[DATASET]
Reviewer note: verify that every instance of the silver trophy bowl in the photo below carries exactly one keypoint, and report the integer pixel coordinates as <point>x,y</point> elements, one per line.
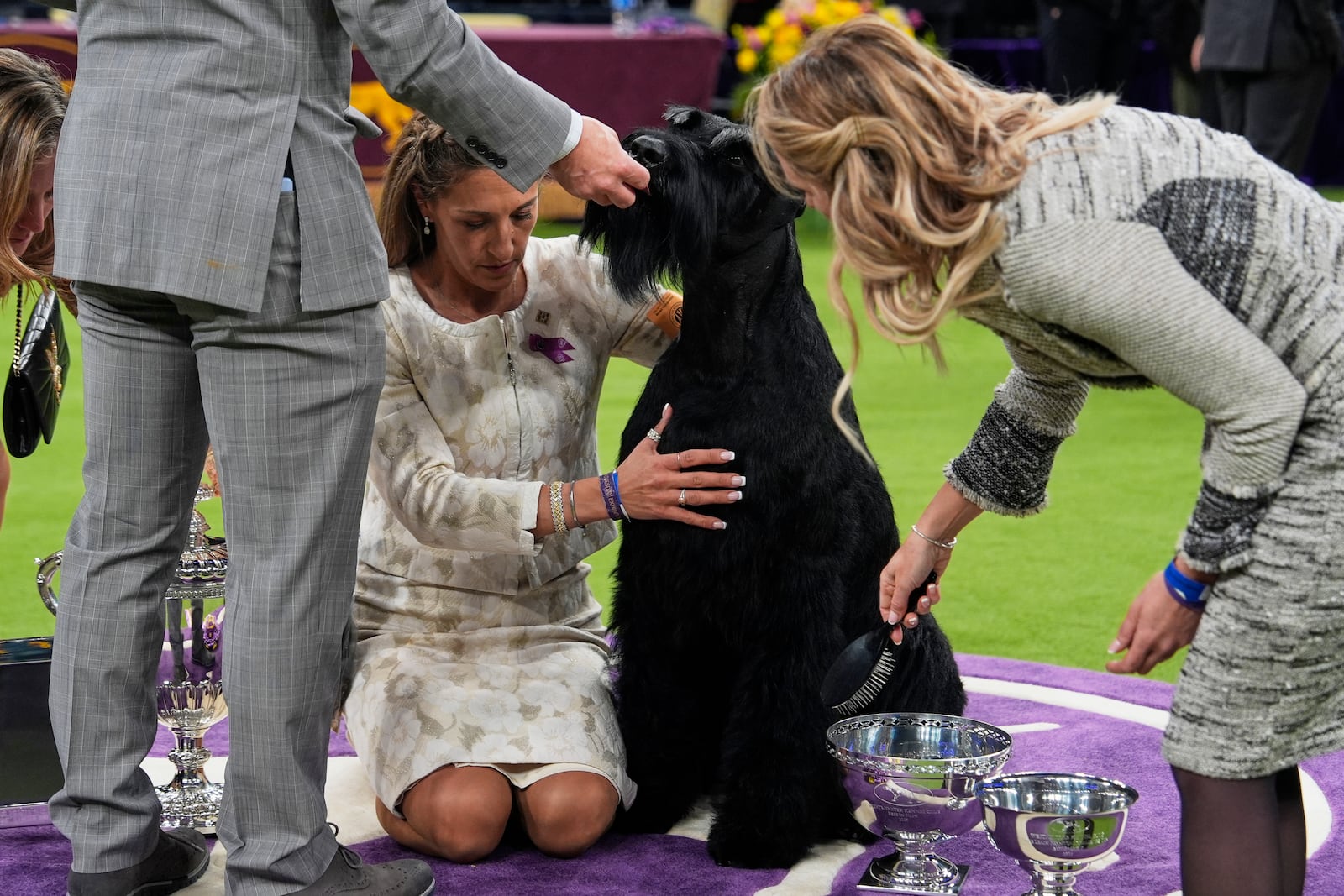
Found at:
<point>1054,825</point>
<point>911,779</point>
<point>190,694</point>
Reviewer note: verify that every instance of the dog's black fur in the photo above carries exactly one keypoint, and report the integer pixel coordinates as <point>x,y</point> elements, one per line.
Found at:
<point>723,637</point>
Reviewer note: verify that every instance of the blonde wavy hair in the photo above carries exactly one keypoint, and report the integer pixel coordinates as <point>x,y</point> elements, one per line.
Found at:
<point>33,109</point>
<point>914,152</point>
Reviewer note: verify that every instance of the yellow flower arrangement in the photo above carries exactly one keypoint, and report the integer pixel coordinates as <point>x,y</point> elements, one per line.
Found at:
<point>780,36</point>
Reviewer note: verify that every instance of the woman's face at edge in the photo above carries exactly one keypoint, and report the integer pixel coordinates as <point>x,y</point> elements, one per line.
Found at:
<point>37,207</point>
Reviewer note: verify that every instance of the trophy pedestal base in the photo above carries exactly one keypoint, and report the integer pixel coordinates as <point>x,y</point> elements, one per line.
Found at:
<point>879,879</point>
<point>192,804</point>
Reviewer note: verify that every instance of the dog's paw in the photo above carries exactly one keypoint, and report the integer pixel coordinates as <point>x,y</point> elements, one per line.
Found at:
<point>753,846</point>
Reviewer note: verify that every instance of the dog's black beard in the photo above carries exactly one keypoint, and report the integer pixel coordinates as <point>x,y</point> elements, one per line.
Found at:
<point>643,246</point>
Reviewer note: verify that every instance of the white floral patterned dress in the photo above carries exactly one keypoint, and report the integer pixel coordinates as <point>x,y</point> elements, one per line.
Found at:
<point>477,644</point>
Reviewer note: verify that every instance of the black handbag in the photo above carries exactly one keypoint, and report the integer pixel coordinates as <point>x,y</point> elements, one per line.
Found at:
<point>37,378</point>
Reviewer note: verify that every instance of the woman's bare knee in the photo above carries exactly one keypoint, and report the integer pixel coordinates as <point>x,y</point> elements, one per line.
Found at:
<point>566,813</point>
<point>460,813</point>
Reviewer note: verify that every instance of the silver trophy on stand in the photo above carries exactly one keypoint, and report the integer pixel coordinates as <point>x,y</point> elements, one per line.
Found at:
<point>911,778</point>
<point>1055,825</point>
<point>190,694</point>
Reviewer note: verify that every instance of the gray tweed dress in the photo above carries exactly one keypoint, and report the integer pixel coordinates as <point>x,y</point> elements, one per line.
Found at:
<point>1147,249</point>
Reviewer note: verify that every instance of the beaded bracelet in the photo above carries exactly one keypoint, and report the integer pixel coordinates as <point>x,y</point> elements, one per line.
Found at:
<point>606,483</point>
<point>558,508</point>
<point>575,506</point>
<point>1184,590</point>
<point>947,546</point>
<point>616,486</point>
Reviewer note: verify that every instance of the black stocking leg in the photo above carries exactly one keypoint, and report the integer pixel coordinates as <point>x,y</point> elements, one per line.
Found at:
<point>1292,832</point>
<point>1245,837</point>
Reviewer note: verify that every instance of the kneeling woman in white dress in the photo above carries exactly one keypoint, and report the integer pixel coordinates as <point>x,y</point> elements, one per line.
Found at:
<point>480,685</point>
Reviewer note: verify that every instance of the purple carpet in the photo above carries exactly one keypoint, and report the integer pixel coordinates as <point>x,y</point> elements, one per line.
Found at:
<point>1061,720</point>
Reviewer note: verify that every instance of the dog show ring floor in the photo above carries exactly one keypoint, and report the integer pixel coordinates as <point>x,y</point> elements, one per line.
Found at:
<point>1062,720</point>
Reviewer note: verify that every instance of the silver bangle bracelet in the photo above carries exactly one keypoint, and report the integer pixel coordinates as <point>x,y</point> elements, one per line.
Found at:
<point>947,546</point>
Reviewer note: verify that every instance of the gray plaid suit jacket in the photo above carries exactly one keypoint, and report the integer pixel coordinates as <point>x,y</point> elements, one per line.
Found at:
<point>183,113</point>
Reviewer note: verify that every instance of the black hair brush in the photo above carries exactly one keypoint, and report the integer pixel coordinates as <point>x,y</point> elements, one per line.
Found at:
<point>864,668</point>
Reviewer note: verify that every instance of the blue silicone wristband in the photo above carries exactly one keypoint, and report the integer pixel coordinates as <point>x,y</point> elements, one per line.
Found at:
<point>1183,589</point>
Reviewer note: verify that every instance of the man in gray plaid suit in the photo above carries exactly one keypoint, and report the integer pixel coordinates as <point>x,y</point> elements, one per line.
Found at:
<point>214,219</point>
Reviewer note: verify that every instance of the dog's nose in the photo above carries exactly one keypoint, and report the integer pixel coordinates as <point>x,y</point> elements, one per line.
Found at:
<point>648,150</point>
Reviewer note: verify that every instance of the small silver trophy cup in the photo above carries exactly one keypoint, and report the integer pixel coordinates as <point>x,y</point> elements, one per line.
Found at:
<point>190,694</point>
<point>1054,825</point>
<point>911,779</point>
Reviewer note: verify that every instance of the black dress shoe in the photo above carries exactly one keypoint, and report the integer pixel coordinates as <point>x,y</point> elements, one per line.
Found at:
<point>349,875</point>
<point>179,860</point>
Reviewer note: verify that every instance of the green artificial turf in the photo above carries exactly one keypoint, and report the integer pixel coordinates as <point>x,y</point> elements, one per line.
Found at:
<point>1053,587</point>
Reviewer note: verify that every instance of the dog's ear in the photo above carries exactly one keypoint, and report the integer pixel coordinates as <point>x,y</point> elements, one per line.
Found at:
<point>683,116</point>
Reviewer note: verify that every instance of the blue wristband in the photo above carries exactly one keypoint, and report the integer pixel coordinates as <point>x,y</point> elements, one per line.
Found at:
<point>1183,589</point>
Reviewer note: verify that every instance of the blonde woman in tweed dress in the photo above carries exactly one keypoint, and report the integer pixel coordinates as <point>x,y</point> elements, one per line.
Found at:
<point>480,691</point>
<point>1120,248</point>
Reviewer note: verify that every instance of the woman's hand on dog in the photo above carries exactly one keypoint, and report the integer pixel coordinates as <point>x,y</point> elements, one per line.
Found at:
<point>669,486</point>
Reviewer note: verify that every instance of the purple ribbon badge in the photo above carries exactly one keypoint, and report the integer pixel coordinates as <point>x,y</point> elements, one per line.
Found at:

[THE PROBLEM] Rewrite all of the items above with every occurrence of "Reviewer note" changed to "QA note" and nothing else altered. Omit the pictures from the output.

[ANSWER FOR THIS EXERCISE]
QA note: verify that every instance of the silver trophy bowl in the photo below carries exactly one keypoint, and report the integer pixel coordinates as <point>x,y</point> elements, one per line.
Found at:
<point>1054,825</point>
<point>911,779</point>
<point>190,694</point>
QA note: verify that every instance of the dog's black fur in the photo above carries exactly one keypoint, and report the integer pixel coordinates as <point>x,y</point> elements, one per line.
Found at:
<point>723,637</point>
QA note: verify that every instance of the blonde wavy hair in the photo above carries exactly one keypoint, and report the integer pixel coordinates as <point>x,y</point> elements, one per line.
Found at:
<point>33,109</point>
<point>914,152</point>
QA note: verify that every instance of the yellow flower arrangement in the photo above carries exactly one keypoint, and report the integer pixel coordinates as <point>x,y</point> elements, one per line.
Found at:
<point>780,36</point>
QA note: verify that every instance of the woman's face at edge in the photo above carries exactly one keypoint, and report the integer pixel coordinates as <point>x,y</point> elements, one per line.
Found at:
<point>37,207</point>
QA note: verify that every instance of the trophy pedestal base in the photo above carries exactly one keypoint, and report the integer pixel coordinates as <point>x,y</point> elements, one per line.
Found at:
<point>879,879</point>
<point>192,804</point>
QA note: verify that every instance of the dog's paw in the photo above carries exactly one keypoint, and report the integer pixel coordinates as <point>x,y</point> elements, one per line.
Found at:
<point>753,846</point>
QA note: verify that every instance of the dog's black beard in the photo above carries exactly one keypoint, and report the integer pixel coordinates as <point>x,y</point> elements, one per line.
Found at:
<point>643,246</point>
QA note: verify that every instance of the white floral patterned dress in the photo above carries exactly one keypoint, and report the integer pixel coordinates as <point>x,y</point> elements, one per line.
Found at:
<point>477,644</point>
QA note: verify that every instance of the black handbag in the photo above carries exactly one keypoint, and report the integer pixel coordinates as <point>x,y</point> elements, one per line.
Found at:
<point>37,378</point>
QA note: verify that every instance of the woman's bare knee in the photo above carries exactly one keypoint, and report the integer pixel coordinates as <point>x,y</point> elements, one per line.
Found at:
<point>566,813</point>
<point>460,813</point>
QA note: verify that every instance of the silver trophy on stand in the photo above carries exactly one keypoint, and report the integer pixel coordinates as <point>x,y</point> elements, one per line.
Found at:
<point>911,778</point>
<point>1055,825</point>
<point>190,694</point>
QA note: verify that every instance of the gray tweed dress in the photo above carries exactly one keypoint, and report the integer pixel coordinates as <point>x,y</point> elements, one per line.
Found at:
<point>1147,249</point>
QA note: verify that every instance of the beaded bracelet in the photo above carries exactly one keypoint, and report the integer pixel coordinates as <point>x,y</point> elements, one per line.
Found at:
<point>606,483</point>
<point>558,508</point>
<point>575,506</point>
<point>1184,590</point>
<point>947,546</point>
<point>616,486</point>
QA note: verify that every instance of the black stocking leg in the photo above carries exactly one keypoint, and report the integer pixel coordinates as <point>x,y</point> elements, one per line.
Found at:
<point>1292,832</point>
<point>1245,837</point>
QA note: verify that every instance of the kneeling woman in white dress in the photo above carries exactly one keypoint, and report the integer pixel coordinates as <point>x,y</point> elements, one per line.
Found at:
<point>480,685</point>
QA note: verify that every instance of the purple carpet in the photo above carries exactly one keypoint, and report the integer pixel coordinates as <point>x,y</point> elements, one per line.
Found at:
<point>1061,720</point>
QA note: verify that every instance of the dog show ring floor in the photo above carries exactly one keypoint, and report the integer pixel coordinates as <point>x,y</point> elements, one per line.
Found at:
<point>1062,720</point>
QA note: verify that every instance of the silver bangle bracelet in the photo above carries exactly one keypoint, and report the integer pixel coordinates as <point>x,y</point> elements, one per line.
Found at:
<point>947,546</point>
QA note: verify that every instance of the gray plaid suit jacket in the photo above carries exactly one keypoint, and report the integer pixel coordinates as <point>x,y</point> elements, one per line.
Found at:
<point>183,113</point>
QA note: verify that every instance of the black hair brush in the photo above carries exactly one keypoint, and report the integer pixel coordinates as <point>x,y</point> elements, one per line.
Found at:
<point>864,668</point>
QA note: verify that every instance of the blue silicone wristband in the photo above carries exactly one keypoint, and report the integer pixel coordinates as <point>x,y</point> elements, one per line.
Found at:
<point>1183,589</point>
QA note: verify that every instance of the man in gray plaid suit in the photo above carries exactly one keypoint, and report the integer pixel coordinates as <point>x,y</point> elements, one per line.
Found at:
<point>214,219</point>
QA note: verify that every instance of the dog's nose in the photo above carries exactly one keypoint, and report the integer pixel coordinates as <point>x,y</point> elements, one per line.
Found at:
<point>648,150</point>
QA note: verify that every instance of the small silver trophy cup in the photo above carries exactly one keypoint, and report the integer pixel coordinates as <point>x,y</point> elements, one per line.
Found at:
<point>190,694</point>
<point>1054,825</point>
<point>911,779</point>
QA note: verify that every instance of the black dress shoe in the photo above carries exactly one keypoint, and report the integer pixel coordinates as <point>x,y</point> elements, one per line.
Found at:
<point>349,875</point>
<point>179,860</point>
QA note: verify that every instance of the green artificial turf in the photo above carries exactly one keypoint, and report the integer pixel coordinates as <point>x,y</point> elements, one per line.
Found at:
<point>1053,587</point>
QA note: verify that every instance of the dog's ear in the photo above carries exactly one keypoint, and report the integer pixel coordinates as <point>x,y</point> elements, one per line.
Found at:
<point>683,116</point>
QA note: verify that every instance of the blue wristband in the photo above carries exactly one keypoint, and report the integer pixel coordinates as <point>x,y</point> elements, one per line.
Found at:
<point>1183,589</point>
QA note: verify that every instance of the blonde woman in tweed dress in the photo above carries exactly one keypoint, and report the integer pixel coordinates as <point>x,y</point> elements, one per line.
Found at:
<point>480,691</point>
<point>1120,248</point>
QA note: verify that every instance of the woman's hand on dog in the photo above carries exactly one keypoint, and report the integer pixel coordinates as <point>x,y</point> elements, one per line.
Found at:
<point>669,486</point>
QA note: verify that every instance of the purple ribbon badge in the photo above carries exactly one keypoint, and report the integer pixel coordinates as <point>x,y</point> elements, one per line.
Found at:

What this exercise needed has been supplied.